-- start Supplied data --

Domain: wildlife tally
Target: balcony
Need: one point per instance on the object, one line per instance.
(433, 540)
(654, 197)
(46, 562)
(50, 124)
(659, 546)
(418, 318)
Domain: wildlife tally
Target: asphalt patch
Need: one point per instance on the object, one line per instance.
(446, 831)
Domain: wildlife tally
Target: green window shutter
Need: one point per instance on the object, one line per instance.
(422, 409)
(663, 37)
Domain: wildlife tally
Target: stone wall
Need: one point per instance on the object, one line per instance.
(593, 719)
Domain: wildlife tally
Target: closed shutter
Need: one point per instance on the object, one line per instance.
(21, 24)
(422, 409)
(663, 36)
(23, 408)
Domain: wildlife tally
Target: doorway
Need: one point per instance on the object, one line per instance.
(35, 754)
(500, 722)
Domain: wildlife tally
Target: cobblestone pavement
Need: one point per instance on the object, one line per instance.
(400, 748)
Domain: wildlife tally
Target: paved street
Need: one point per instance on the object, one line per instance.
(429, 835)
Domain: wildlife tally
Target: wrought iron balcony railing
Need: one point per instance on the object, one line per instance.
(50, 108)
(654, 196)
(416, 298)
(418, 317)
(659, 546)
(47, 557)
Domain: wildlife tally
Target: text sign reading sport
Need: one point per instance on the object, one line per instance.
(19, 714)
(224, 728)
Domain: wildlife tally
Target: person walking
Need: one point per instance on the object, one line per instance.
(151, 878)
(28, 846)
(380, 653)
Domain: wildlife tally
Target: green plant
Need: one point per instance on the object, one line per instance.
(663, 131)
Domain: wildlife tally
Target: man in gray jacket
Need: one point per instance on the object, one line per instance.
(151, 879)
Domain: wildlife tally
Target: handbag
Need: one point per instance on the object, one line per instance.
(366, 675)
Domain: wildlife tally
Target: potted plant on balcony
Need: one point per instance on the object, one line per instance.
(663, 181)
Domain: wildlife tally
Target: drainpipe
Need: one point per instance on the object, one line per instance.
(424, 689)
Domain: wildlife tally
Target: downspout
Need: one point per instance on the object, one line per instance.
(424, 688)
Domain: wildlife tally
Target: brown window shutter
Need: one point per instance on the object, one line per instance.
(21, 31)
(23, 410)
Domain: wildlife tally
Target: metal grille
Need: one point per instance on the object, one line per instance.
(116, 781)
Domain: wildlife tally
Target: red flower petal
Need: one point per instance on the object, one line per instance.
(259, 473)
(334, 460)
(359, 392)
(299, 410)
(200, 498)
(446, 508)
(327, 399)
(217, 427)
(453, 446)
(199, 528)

-- end Supplied data --

**The request**.
Reproduce every line above without error.

**The answer**.
Domain: wildlife tally
Target: balcony
Need: one point per instance on the object, one line per instance.
(433, 540)
(654, 197)
(46, 562)
(50, 124)
(659, 546)
(418, 318)
Domain: wildlife tally
Target: asphalt patch
Need: one point per instance on the object, one line per instance.
(446, 831)
Domain: wildlife tally
Target: green window shutter
Need: one point per instance on the object, one line per instance.
(422, 409)
(663, 37)
Domain: wildlife tally
Target: stone wall
Need: one point per instance on the object, one line per instance.
(593, 719)
Domain: wildlife tally
Target: closed shutter
Need: one point per instance on the object, one line per instance.
(21, 24)
(422, 409)
(663, 36)
(23, 408)
Domain: wildlife tally
Target: doorway
Need: one point per instance on the object, one line per instance.
(35, 754)
(500, 722)
Domain: wildlife tally
Target: cobblestone pavement
Need: one point per instance on the object, one line per instance.
(400, 748)
Domain: wildlife tally
Target: paved street
Need: one point per instance on the object, one line per instance.
(429, 835)
Domain: wildlife tally
Target: wrought iron balcony railing
Need: one point per instance on the object, one line per instance.
(50, 108)
(654, 196)
(416, 298)
(418, 317)
(659, 546)
(47, 557)
Domain: wildlife tally
Target: text sign reading sport
Need: one point per instance on the object, one line per instance.
(19, 714)
(224, 728)
Domain: wildlife tally
Target: person walking
Need: one point per instance on the object, one line per instance.
(151, 878)
(28, 846)
(380, 653)
Domain: wildlife tally
Target: green plant
Need: one point per instance on the object, one line per instance.
(663, 131)
Domain: wildlife tally
Target: man in gray jacket
Need: one point per instance on the object, one line per instance.
(151, 879)
Domain: wildlife tally
Target: handbag
Need: one point per instance on the object, one line per instance.
(366, 675)
Domain: wildlife tally
Target: potted plant on balcony
Need: one point per instance on the object, one line per instance.
(663, 181)
Domain: wildlife tally
Target: drainpipe
Need: one point per instance on the object, one line per instance.
(424, 689)
Domain: wildlife tally
Target: downspout
Need: one point per instance on the object, one line per instance.
(424, 688)
Domain: wildlife tally
Target: brown window shutter
Need: one point per instance on the object, one line per instance.
(21, 31)
(23, 410)
Domain: wildlife tally
Target: metal grille
Need: one point per instance on the object, one line per instance.
(116, 781)
Domain: wildlife tally
Target: red flower petal
Need: one point per instance on the object, one line per instance.
(259, 473)
(334, 460)
(359, 392)
(299, 410)
(200, 498)
(446, 508)
(327, 399)
(217, 427)
(453, 446)
(199, 528)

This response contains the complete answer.